_TEXT PROVIDED_
--

Ionic conductors that are also electronic insulators are called electrolytes; they may be a liquid or a solid. Electrolytes are used in a variety of electrochemical devices, including not only those that store electric power as chemical energy in a rechargeable battery or those that release chemical energy as electric power in a fuel cell, but also those that store electric power as static electric energy in an electric-double-layer capacitor. Electric power that is released from an electric-energy store, whether from a chemical or an electrostatic store, is clean energy. Chemical energy stored in a fuel that is released as the heat of combustion is a less efficient process, and combustion is also accompanied by the release of gases that pollute the air and contribute to global warming.

--

_WHAT TO WORK ON_
**a)** In the passage on electrolytes, what two forms can an electrolyte take?
**b)** Write the next part of the passage on electrolytes, picking up after its final sentence.
The rows that come next have no connection to the passage on electrolytes.

_LISTED ENTRIES_

--

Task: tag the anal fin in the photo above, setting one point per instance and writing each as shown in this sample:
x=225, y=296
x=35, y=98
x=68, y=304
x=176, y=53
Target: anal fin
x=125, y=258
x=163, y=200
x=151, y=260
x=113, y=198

--

_TASK RESULTS_
**a)** It may be a liquid or a solid.

**b)**
An electrochemical cell contains an electrolyte between two electrodes, an anode and a cathode. A liquid electrolyte requires use of a separator of the two electrodes that is permeable by the liquid electrolyte; the separator prevents electronic contact between the two electrodes within the cell. A solid electrolyte may serve as both an electrolyte and a separator. In a rechargeable battery, the anode is a reductant; in a fuel cell, the anode catalyzes the separation of a reductant fuel into its electronic and ionic components. In both types of cells, the ionic component of the chemical reaction between two electrodes is transported to the cathode inside the cell in the electrolyte, but the electrolyte forces the electronic component to go to the cathode via an external circuit as an electronic current I at a voltage V to provide electric power P=IV for performance of work. Since the ionic conductivity in the electrolyte is much smaller than the electronic conductivity in a good metal, battery cells and fuel cells are fabricated with large-area electrodes and a thin electrolyte; the active electrode materials are fabricated to make electronic contact with a metallic current collector for fast transport of electrons between the active electrode particles and the external circuit as well as ionic contact with the electrolyte that transports ions between the electrodes inside the cell.
Solid electrolytes with a large dielectric constant may also be used in electronic devices as separators of liquid or gaseous reactants as well as of solid reactants.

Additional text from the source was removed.